_Exercise passage:_
--------
The key advantage of a cruise ship is that it does the "getting around" for you. Large cruise ships may not be able to dock at all of the ports they visit, and instead have to anchor off-shore. Passengers going ashore are then transported to and from the ship by small boats called "tenders", in a process known ungrammatically as "tendering".
Instead of "floor" numbers, the decks on the ship may have fanciful names. You may find yourself referring frequently to the maps in the elevator and stairwell areas to figure out whether the Lido Deck is above or below the Promenade Deck. The biggest ships can be 15 or more decks deep (counting bars and whatnot perched above the pools), making even the most conscientious stairs-climber resort to the elevators from time to time.
--------
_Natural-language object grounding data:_
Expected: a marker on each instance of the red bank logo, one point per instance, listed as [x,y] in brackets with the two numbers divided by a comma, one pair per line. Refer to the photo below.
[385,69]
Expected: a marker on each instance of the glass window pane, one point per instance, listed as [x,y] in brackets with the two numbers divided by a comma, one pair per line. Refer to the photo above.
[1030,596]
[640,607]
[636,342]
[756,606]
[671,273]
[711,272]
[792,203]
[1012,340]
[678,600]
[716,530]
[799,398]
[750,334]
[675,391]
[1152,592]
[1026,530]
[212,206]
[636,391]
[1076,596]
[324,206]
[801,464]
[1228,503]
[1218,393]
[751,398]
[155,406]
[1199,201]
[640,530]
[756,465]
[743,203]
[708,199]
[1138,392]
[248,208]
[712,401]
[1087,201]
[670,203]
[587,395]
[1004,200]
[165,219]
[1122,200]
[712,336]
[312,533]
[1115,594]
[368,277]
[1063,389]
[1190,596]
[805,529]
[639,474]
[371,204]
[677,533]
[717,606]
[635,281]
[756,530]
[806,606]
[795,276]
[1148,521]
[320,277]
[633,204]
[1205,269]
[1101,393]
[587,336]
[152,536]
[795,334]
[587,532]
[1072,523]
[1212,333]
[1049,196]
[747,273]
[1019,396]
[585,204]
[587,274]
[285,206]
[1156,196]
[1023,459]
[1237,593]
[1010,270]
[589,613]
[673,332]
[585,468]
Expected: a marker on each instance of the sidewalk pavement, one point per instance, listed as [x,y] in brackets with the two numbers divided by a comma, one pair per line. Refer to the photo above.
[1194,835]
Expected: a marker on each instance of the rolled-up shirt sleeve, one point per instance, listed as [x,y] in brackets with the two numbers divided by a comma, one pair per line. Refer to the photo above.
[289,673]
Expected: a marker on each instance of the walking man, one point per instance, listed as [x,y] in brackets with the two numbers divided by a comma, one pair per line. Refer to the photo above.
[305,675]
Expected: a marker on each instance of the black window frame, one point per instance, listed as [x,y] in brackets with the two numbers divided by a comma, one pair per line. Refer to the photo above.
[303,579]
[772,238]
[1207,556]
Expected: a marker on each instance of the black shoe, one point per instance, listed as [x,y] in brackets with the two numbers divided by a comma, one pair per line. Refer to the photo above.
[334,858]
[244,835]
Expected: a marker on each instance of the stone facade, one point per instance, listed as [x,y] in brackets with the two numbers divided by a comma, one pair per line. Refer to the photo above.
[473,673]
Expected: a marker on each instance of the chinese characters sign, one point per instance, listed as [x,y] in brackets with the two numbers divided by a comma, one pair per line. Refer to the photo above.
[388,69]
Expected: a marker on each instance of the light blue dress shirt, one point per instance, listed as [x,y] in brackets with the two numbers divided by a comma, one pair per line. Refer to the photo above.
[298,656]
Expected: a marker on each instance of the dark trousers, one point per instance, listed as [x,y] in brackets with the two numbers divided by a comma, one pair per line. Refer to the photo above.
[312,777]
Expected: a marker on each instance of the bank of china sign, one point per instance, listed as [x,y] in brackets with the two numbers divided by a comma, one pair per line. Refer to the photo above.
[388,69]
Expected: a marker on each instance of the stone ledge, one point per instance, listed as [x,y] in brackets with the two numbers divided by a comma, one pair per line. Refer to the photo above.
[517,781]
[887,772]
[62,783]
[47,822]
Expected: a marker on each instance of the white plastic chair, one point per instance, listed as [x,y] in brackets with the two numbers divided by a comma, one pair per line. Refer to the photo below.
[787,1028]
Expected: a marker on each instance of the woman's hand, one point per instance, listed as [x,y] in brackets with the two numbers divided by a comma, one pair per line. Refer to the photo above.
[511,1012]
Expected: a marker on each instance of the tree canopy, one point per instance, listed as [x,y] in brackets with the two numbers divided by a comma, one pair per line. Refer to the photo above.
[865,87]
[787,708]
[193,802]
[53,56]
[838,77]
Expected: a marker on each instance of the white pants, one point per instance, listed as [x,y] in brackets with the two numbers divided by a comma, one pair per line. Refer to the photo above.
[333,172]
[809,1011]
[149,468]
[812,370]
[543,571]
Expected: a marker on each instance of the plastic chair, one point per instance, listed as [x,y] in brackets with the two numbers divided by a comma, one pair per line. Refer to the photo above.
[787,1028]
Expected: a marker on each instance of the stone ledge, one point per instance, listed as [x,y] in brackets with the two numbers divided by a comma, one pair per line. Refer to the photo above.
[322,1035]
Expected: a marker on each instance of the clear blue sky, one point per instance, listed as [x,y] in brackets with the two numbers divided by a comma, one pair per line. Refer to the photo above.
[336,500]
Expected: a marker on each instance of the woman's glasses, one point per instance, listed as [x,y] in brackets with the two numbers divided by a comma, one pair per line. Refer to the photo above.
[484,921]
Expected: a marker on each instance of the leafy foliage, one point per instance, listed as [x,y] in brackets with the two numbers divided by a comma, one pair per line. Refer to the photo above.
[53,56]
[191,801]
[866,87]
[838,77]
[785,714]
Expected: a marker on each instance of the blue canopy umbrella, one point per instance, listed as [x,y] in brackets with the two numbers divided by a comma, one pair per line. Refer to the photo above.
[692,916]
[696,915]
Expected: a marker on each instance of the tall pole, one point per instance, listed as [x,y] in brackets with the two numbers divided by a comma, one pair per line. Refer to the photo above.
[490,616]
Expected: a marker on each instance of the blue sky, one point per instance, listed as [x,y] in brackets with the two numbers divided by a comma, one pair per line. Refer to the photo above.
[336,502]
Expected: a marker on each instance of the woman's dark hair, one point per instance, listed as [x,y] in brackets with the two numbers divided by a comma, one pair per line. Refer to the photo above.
--------
_Task goal:_
Copy out the cruise ship passage shown above, starting at the words "The key advantage" and stopping after the words "time to time.".

_Result for this task:_
The key advantage of a cruise ship is that it does the "getting around" for you. Large cruise ships may not be able to dock at all of the ports they visit, and instead have to anchor off-shore. Passengers going ashore are then transported to and from the ship by small boats called "tenders", in a process known ungrammatically as "tendering".
Instead of "floor" numbers, the decks on the ship may have fanciful names. You may find yourself referring frequently to the maps in the elevator and stairwell areas to figure out whether the Lido Deck is above or below the Promenade Deck. The biggest ships can be 15 or more decks deep (counting bars and whatnot perched above the pools), making even the most conscientious stairs-climber resort to the elevators from time to time.